A subscriber whose company builds pumps for the energy sector said, "We have almost a two-year backlog, which we are working very hard to deliver." This subscriber's main business concerns were skilled labor and materials availability. However, 57 percent of this group cited the economy as their No. 1 concern. Runners-up at 16 percent each were steel prices and skilled labor.

A respondent who works for a manufacturer of water and waste treatment equipment said 2009 was one of the best in 20 years for his company. His main concerns were steel prices and materials availability.

A Northwest shop that works on Department of Transportation, marine, and structural steel projects has suffered minimally, but one of its workers chose health care costs and the economy as his top two business concerns. He said, "The economy is bad enough, but competitors seem to be bidding at cost or below to keep their existing employees. Costs seem to still be rising; our health insurance just went up 20 percent and our shop rates down 27 percent. How do you stay afloat like that? The proposed health care plan is not going to make it any better."

Automakers Not Suffering?

What may be most surprising about the survey is that two respondents who said that their businesses had been affected minimally or not at all by the recession work for automakers — Hyundai and General Motors.

Dataset rows>
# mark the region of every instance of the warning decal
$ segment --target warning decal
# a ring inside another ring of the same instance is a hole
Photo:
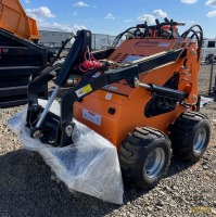
[[[92,91],[91,86],[87,85],[87,86],[80,88],[79,90],[76,90],[76,94],[77,94],[78,98],[80,98],[80,97],[82,97],[82,95],[85,95],[85,94],[87,94],[91,91]]]

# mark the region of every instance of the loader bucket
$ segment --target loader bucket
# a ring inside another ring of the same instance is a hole
[[[45,105],[45,102],[40,100],[40,104]],[[58,102],[51,111],[58,114]],[[122,174],[113,144],[77,120],[74,120],[74,144],[65,148],[45,144],[30,138],[29,129],[25,127],[26,113],[25,108],[9,120],[23,148],[38,152],[69,190],[123,204]]]

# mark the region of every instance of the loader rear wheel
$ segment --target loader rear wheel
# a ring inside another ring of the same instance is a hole
[[[119,150],[124,181],[142,189],[155,187],[170,163],[169,139],[158,130],[143,127],[128,133]]]
[[[183,113],[170,127],[174,155],[180,159],[198,162],[208,145],[209,137],[211,126],[205,115]]]

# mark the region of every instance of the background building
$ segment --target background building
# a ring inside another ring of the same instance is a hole
[[[41,39],[39,44],[49,48],[50,50],[58,50],[62,47],[63,42],[71,36],[71,33],[63,33],[58,30],[40,30]],[[91,36],[91,49],[101,50],[113,44],[115,36],[92,34]],[[65,49],[68,50],[72,43],[67,43]]]

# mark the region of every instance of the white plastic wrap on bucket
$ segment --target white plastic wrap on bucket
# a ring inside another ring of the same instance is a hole
[[[45,101],[40,101],[40,104]],[[51,111],[59,113],[59,103]],[[58,178],[71,190],[103,201],[123,204],[123,181],[116,148],[103,137],[74,119],[74,144],[53,148],[29,136],[25,127],[27,107],[9,119],[9,127],[17,135],[23,148],[37,151]]]

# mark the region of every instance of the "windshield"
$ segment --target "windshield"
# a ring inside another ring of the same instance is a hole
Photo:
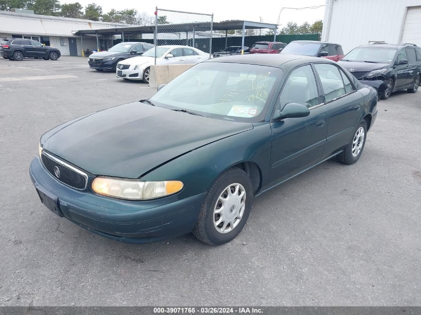
[[[253,45],[253,46],[252,48],[256,48],[257,49],[267,49],[268,47],[269,47],[269,44],[260,44],[259,43],[256,43]]]
[[[357,47],[345,56],[345,61],[367,61],[390,63],[395,58],[397,49],[386,47]]]
[[[130,48],[133,45],[132,44],[127,43],[120,43],[115,45],[108,50],[108,51],[116,51],[118,52],[129,52]]]
[[[320,44],[318,43],[291,42],[288,44],[281,53],[316,56],[320,47]]]
[[[282,70],[245,64],[204,62],[183,72],[153,96],[157,106],[236,121],[265,118]]]
[[[156,47],[156,57],[162,57],[168,50],[168,47]],[[142,56],[146,56],[146,57],[155,57],[155,47],[150,48],[149,50],[146,51],[143,53],[143,54],[142,55]]]

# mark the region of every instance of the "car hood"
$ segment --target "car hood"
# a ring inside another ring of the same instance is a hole
[[[372,71],[379,69],[387,68],[389,66],[388,63],[374,63],[361,61],[344,61],[343,60],[338,61],[338,63],[350,72]],[[353,70],[351,70],[350,69]]]
[[[106,57],[112,57],[119,55],[125,55],[128,53],[120,51],[100,51],[90,55],[89,58],[105,58]]]
[[[91,174],[137,178],[186,153],[252,128],[250,123],[135,102],[56,127],[42,136],[41,143]]]

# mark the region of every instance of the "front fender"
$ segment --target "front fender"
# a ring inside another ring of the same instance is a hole
[[[260,169],[262,185],[267,181],[271,154],[271,128],[268,123],[194,150],[162,165],[141,178],[145,181],[176,180],[184,184],[180,199],[208,191],[221,173],[244,162]]]

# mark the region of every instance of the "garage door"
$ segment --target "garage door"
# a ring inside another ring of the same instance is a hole
[[[402,42],[412,43],[421,46],[421,6],[408,8]]]

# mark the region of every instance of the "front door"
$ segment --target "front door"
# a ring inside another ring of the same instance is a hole
[[[336,65],[314,65],[329,111],[327,142],[323,157],[336,153],[351,140],[362,114],[362,95],[356,90],[348,76]]]
[[[327,110],[321,104],[311,66],[293,70],[282,88],[276,110],[288,103],[298,103],[310,108],[310,114],[286,118],[271,123],[272,183],[283,181],[320,160],[327,131]]]
[[[76,38],[69,37],[69,52],[70,53],[70,56],[77,56],[77,45]]]

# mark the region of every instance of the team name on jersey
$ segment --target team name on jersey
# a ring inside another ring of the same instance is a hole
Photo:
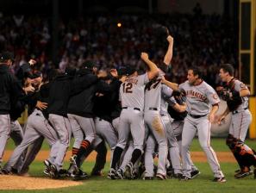
[[[207,97],[203,95],[202,95],[200,92],[196,92],[194,90],[187,90],[186,91],[187,96],[194,96],[197,98],[200,98],[202,101],[205,101]]]
[[[129,79],[126,79],[125,82],[137,84],[138,84],[138,79],[129,78]]]

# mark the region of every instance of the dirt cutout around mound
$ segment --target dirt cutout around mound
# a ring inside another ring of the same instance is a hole
[[[68,180],[55,180],[41,177],[0,175],[1,190],[59,189],[80,185],[82,184],[83,183],[81,182]]]

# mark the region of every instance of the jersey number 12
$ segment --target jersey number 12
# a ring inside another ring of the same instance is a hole
[[[133,88],[133,84],[131,83],[122,84],[123,93],[133,93],[132,88]]]

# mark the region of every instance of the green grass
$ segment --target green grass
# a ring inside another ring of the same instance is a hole
[[[222,169],[226,175],[228,180],[225,184],[218,184],[211,182],[213,175],[207,163],[196,163],[201,171],[201,175],[188,182],[179,182],[177,179],[168,179],[165,181],[143,181],[143,180],[109,180],[105,177],[91,177],[83,181],[83,184],[79,186],[63,188],[56,190],[47,190],[47,193],[77,193],[77,192],[132,192],[132,193],[151,193],[151,192],[232,192],[232,193],[253,193],[256,190],[256,179],[253,176],[243,179],[235,179],[234,171],[237,169],[235,164],[223,163],[221,164]],[[84,170],[87,172],[91,171],[93,163],[89,162],[84,164]],[[107,173],[107,168],[104,173]],[[40,162],[34,162],[30,166],[29,173],[33,176],[45,177],[42,175],[43,165]],[[10,192],[9,190],[0,190],[0,192]],[[11,192],[21,192],[21,190],[12,190]],[[22,190],[22,192],[46,192],[46,190]]]
[[[247,144],[256,149],[256,140],[247,140]],[[228,149],[225,145],[224,139],[212,139],[211,145],[215,152],[228,152]],[[11,140],[8,143],[7,149],[13,149],[14,145]],[[48,146],[45,142],[42,149],[48,149]],[[191,146],[191,151],[202,151],[198,143],[198,140],[195,139]],[[200,192],[200,193],[215,193],[215,192],[232,192],[232,193],[253,193],[256,190],[256,179],[253,176],[243,179],[235,179],[234,173],[238,165],[234,163],[221,163],[222,170],[223,171],[228,180],[225,184],[213,183],[213,174],[209,165],[207,163],[195,163],[201,171],[201,175],[193,180],[188,182],[179,182],[176,179],[168,179],[166,181],[143,181],[143,180],[109,180],[104,177],[91,177],[88,180],[83,181],[83,184],[76,187],[63,188],[56,190],[47,190],[47,193],[96,193],[96,192],[132,192],[132,193],[151,193],[151,192]],[[83,170],[90,173],[93,167],[93,162],[86,162],[83,165]],[[65,168],[68,166],[66,163]],[[46,177],[43,173],[44,165],[41,162],[34,162],[30,166],[29,173],[34,177]],[[103,172],[107,174],[109,165],[106,165]],[[65,183],[65,181],[64,181]],[[1,190],[1,188],[0,188]],[[46,192],[46,190],[0,190],[0,192]]]

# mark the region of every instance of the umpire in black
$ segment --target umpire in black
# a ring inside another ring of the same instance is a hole
[[[11,106],[24,96],[16,78],[9,71],[13,61],[14,56],[11,53],[0,54],[0,164],[10,133]]]

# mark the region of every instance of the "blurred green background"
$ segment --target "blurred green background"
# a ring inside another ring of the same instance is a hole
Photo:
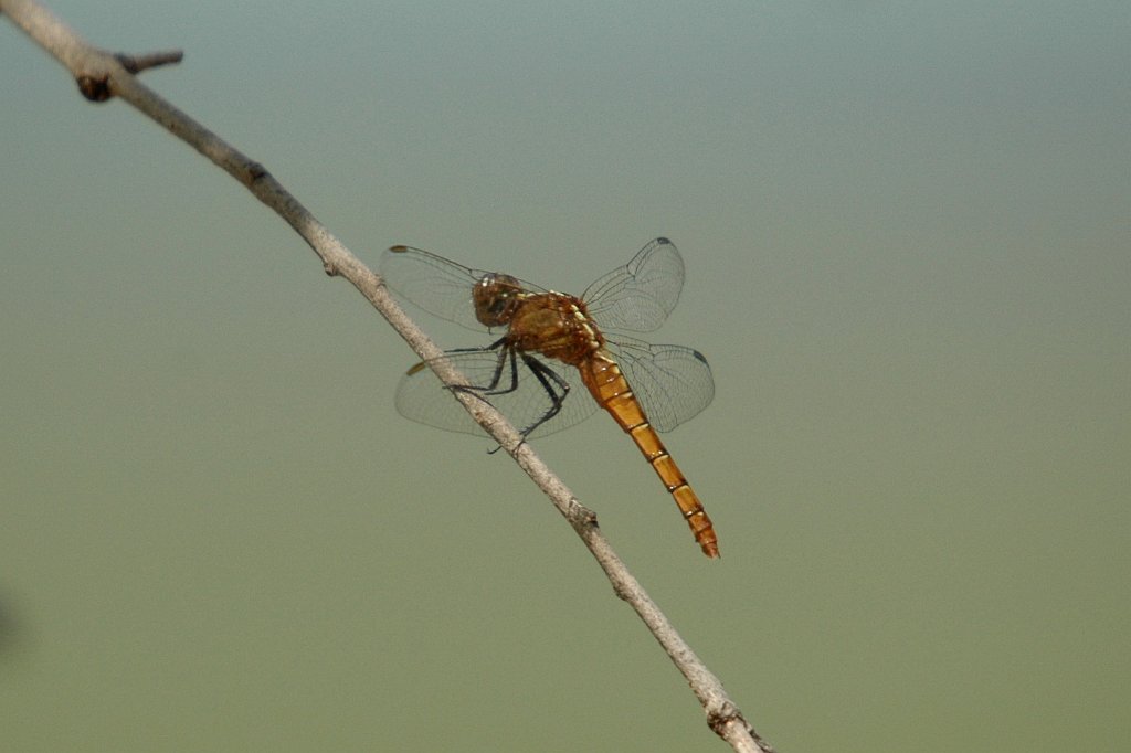
[[[722,562],[607,417],[535,444],[782,751],[1124,750],[1125,2],[50,7],[370,265],[675,241]],[[722,750],[284,223],[6,19],[0,102],[5,750]]]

Written request> Carry on the survey report on business concerns during the recession, picking up after its final sentence. The records were drawn from a different source than the survey report above them.

Exercise answer>
It appears that the stimulus money and Cash for Clunkers program may have had a positive effect on the industry, but thousands of autoworkers and industry suppliers who've lost their jobs, along with U.S. taxpayers who are footing the bailout bill, might take issue with the GM employee's response. Perhaps this individual believes that factors other than the economy contributed to GM's woes that led to plant closings and brand elimination. In one respect, he's right. Many factors contributed to GM's filing for bankruptcy, but an economy that decreased an already shrinking customer base certainly didn't help matters.

Thoughts on the Economy

It's safe to say that the economy is uppermost on the minds of most Americans, even those who remain employed at a time when unemployment has reached double digits. Theories about why the U.S. is in its current economic slump abound, as do ideas about how to improve the situation.

A survey respondent who works for a Pennsylvania-based fabricating shop and reported that the economy is his No. 1 concern said, "Until we vote this administration out, we will see little real improvement. Capitalists don't respond well to Washington's Marxist doctrines. We were looking into the precipice on the eve of the election in 2009. We are now sliding into a dark hole, one of which we may never come out of again. The American people need to vote the elite Washington crowd out of office and start over again. We can't do any worse than what we have now.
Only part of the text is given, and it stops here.